Named-object pointing records
━━━━━━━━

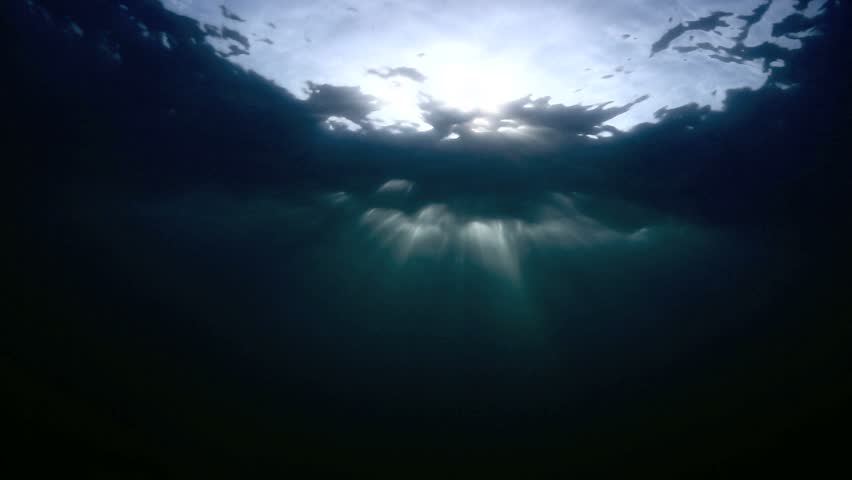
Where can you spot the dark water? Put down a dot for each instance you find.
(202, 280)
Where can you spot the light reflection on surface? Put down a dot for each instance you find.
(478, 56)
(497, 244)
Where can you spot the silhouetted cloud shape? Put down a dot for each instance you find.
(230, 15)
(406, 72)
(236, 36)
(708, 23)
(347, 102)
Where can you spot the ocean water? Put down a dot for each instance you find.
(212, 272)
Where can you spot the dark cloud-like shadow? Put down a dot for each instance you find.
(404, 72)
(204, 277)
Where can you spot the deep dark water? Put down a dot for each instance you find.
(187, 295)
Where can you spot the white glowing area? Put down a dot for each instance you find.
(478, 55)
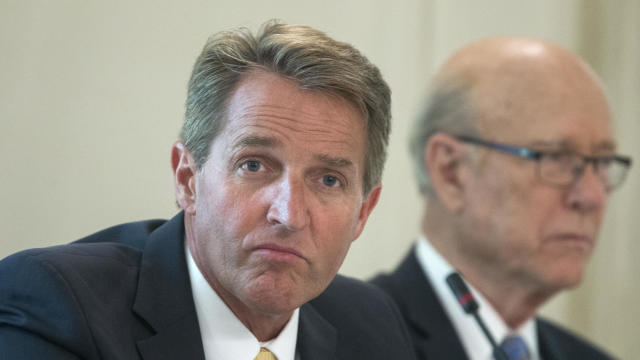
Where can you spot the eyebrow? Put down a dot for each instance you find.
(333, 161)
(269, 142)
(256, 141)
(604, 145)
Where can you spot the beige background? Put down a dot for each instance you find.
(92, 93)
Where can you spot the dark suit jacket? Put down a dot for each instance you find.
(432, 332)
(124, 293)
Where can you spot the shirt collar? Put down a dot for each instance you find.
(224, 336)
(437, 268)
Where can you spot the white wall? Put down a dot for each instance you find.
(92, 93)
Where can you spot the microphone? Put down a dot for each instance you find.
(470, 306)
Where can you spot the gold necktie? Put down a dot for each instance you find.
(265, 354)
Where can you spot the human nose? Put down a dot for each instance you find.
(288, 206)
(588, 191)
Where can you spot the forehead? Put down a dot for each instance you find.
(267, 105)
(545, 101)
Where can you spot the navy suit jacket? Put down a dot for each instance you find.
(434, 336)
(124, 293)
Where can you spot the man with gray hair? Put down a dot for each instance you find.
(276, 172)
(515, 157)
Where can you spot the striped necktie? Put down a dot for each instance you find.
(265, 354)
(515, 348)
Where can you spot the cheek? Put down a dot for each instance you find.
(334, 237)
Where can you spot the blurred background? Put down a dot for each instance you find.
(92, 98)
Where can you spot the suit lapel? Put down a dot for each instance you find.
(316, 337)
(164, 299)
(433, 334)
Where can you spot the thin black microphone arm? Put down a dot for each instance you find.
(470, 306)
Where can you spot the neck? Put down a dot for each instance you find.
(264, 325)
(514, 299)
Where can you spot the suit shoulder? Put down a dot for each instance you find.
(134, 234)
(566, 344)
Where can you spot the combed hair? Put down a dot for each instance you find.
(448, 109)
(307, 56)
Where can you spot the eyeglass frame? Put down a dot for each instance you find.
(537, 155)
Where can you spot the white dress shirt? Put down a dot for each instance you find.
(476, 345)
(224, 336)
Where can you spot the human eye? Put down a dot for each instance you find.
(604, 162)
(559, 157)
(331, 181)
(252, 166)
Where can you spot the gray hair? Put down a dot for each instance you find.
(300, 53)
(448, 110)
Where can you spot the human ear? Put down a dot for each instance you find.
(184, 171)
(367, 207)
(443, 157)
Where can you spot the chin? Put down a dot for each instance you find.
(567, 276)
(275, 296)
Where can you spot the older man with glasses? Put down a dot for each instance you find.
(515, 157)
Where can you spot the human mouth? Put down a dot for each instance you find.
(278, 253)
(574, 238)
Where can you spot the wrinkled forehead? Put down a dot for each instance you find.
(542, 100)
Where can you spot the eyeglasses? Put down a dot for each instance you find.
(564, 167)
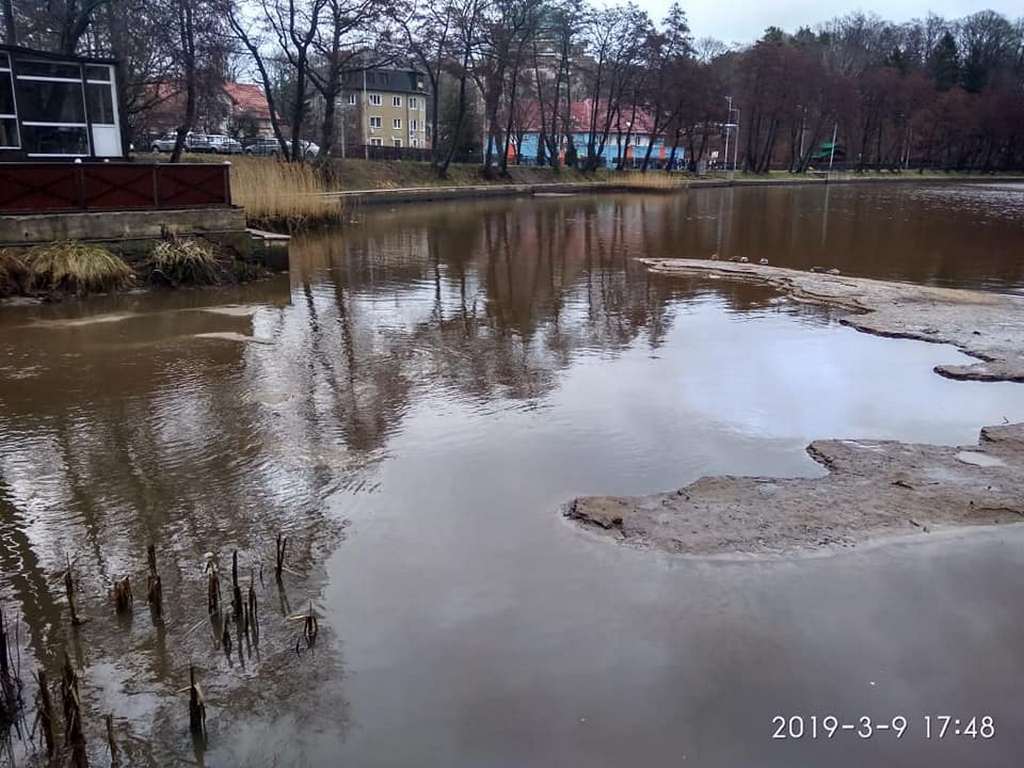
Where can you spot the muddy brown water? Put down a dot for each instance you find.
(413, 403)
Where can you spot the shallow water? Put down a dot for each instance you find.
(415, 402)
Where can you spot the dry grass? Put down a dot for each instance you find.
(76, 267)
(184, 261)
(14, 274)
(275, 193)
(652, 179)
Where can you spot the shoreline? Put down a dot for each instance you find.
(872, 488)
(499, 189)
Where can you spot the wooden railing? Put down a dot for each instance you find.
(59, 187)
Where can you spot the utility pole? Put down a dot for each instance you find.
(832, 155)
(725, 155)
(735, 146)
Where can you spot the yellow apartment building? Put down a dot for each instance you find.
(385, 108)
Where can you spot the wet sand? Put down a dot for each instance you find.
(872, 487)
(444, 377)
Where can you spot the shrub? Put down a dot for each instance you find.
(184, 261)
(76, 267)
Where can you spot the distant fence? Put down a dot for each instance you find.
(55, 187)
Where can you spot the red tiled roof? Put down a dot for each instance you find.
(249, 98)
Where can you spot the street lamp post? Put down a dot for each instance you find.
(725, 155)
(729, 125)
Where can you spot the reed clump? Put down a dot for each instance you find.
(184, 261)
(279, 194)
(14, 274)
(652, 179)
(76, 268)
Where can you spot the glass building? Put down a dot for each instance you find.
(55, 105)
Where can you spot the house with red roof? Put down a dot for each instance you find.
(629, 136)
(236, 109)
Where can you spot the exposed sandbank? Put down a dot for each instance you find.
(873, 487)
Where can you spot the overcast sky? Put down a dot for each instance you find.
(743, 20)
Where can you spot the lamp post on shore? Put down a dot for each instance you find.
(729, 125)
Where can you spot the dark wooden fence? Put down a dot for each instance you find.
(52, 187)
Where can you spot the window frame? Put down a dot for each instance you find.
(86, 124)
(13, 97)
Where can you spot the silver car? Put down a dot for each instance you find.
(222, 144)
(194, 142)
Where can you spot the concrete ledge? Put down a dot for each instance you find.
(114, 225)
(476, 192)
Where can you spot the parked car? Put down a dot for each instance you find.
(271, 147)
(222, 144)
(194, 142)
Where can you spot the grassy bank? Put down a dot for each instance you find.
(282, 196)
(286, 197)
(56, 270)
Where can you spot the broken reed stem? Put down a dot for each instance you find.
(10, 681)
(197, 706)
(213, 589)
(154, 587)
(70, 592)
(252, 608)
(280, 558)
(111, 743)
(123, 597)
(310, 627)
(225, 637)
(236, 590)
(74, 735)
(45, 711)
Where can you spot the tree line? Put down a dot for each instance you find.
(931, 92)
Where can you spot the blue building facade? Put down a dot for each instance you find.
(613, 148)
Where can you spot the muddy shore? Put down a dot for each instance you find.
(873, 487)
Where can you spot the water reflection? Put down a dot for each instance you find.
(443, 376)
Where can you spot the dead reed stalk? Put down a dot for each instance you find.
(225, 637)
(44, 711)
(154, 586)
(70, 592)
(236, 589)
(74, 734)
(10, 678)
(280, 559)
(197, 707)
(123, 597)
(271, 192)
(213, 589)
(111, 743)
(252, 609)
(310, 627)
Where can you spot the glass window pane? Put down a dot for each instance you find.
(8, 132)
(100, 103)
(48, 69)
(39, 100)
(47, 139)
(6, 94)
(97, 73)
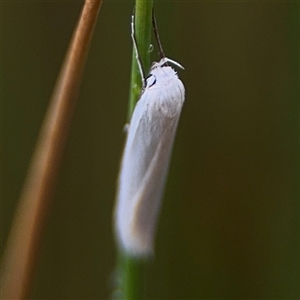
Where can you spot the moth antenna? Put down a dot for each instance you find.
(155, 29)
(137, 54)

━━━━━━━━

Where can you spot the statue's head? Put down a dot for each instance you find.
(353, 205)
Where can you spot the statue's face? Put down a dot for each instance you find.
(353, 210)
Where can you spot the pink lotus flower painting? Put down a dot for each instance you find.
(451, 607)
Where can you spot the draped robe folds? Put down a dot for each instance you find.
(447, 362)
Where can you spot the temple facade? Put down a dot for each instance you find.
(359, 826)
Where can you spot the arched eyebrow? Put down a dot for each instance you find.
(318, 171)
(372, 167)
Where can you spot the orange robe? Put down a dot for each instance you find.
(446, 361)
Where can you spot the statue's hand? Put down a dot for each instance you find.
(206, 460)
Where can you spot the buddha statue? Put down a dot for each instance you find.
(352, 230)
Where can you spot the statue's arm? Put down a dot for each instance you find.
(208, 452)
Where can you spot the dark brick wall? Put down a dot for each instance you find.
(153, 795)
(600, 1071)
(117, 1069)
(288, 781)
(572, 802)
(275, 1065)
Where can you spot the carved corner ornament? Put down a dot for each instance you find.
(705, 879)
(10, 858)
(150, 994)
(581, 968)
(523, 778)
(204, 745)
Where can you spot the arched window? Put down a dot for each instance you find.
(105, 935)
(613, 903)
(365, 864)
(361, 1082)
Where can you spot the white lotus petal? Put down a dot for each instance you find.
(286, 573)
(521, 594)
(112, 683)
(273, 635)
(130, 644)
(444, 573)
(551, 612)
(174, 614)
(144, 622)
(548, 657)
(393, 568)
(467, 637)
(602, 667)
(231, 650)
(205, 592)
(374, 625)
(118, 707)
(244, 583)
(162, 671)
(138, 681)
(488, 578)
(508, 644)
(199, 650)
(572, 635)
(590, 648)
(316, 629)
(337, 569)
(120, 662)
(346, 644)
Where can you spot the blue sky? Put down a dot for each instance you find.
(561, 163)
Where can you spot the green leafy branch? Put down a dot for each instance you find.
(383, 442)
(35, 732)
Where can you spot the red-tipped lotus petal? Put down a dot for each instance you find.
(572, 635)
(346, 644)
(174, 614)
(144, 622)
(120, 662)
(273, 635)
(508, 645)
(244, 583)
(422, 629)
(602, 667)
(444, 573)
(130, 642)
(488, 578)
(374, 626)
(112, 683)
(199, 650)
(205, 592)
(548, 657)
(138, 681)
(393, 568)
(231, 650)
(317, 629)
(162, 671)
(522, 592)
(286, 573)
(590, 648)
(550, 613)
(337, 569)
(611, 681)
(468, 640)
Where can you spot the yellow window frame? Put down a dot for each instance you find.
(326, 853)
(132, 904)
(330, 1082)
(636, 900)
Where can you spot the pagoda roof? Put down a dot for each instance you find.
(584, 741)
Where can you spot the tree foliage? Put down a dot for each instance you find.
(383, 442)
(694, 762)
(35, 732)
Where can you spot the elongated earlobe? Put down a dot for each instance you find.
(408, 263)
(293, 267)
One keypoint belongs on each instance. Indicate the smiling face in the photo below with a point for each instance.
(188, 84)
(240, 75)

━━━━━━━━

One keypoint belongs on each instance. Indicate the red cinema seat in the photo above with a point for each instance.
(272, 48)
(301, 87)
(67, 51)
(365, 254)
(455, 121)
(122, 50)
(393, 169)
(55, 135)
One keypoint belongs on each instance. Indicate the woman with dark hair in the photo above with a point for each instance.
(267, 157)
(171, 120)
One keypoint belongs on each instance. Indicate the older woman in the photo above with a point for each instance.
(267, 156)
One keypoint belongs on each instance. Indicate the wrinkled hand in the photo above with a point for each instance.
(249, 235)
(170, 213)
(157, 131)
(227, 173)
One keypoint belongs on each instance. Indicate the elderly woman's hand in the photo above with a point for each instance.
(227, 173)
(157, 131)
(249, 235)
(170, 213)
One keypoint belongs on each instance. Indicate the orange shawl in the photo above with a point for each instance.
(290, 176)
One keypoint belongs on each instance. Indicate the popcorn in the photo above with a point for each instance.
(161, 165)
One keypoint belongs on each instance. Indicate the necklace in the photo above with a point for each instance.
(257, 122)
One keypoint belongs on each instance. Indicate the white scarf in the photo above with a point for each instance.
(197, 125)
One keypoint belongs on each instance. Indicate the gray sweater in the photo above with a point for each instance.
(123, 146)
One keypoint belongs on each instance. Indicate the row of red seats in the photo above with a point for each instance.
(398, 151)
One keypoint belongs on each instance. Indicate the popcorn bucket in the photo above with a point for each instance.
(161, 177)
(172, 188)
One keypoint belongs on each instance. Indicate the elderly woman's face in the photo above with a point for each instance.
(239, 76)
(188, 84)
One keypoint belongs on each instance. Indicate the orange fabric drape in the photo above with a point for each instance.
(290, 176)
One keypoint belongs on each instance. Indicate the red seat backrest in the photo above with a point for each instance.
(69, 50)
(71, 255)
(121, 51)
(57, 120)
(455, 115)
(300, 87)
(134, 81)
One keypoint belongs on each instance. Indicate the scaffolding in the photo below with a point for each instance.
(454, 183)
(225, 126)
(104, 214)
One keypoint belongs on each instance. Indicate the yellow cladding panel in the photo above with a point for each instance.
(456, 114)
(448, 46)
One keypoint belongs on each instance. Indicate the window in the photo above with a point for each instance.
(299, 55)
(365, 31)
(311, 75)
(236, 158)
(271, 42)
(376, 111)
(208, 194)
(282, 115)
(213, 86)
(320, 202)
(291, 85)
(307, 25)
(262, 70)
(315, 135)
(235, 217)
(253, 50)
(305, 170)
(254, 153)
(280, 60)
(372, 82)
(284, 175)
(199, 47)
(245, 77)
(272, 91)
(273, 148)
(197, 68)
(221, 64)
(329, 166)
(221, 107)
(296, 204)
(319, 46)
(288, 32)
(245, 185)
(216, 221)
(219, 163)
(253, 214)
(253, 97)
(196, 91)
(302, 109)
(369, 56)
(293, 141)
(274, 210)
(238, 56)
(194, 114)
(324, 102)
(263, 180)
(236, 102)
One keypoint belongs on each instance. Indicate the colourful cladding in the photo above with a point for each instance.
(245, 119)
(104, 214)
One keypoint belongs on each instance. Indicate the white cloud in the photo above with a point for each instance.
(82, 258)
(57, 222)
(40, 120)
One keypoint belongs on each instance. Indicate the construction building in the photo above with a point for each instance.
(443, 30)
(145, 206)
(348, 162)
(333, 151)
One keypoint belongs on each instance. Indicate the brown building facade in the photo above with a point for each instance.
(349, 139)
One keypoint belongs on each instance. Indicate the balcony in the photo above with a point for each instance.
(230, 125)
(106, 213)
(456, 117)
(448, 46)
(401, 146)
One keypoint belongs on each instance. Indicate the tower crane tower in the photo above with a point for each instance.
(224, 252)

━━━━━━━━

Prompt
Which lines in the records above contain the word "roof"? Pull out each one and copy it.

Answer to the exercise
Where can you spot the red tiled roof? Put down a dot for each instance you find.
Where can you spot the house with red roof? Put down a dot for each instance you find.
Where can you spot the pagoda roof? Put down a dot for each instance you find.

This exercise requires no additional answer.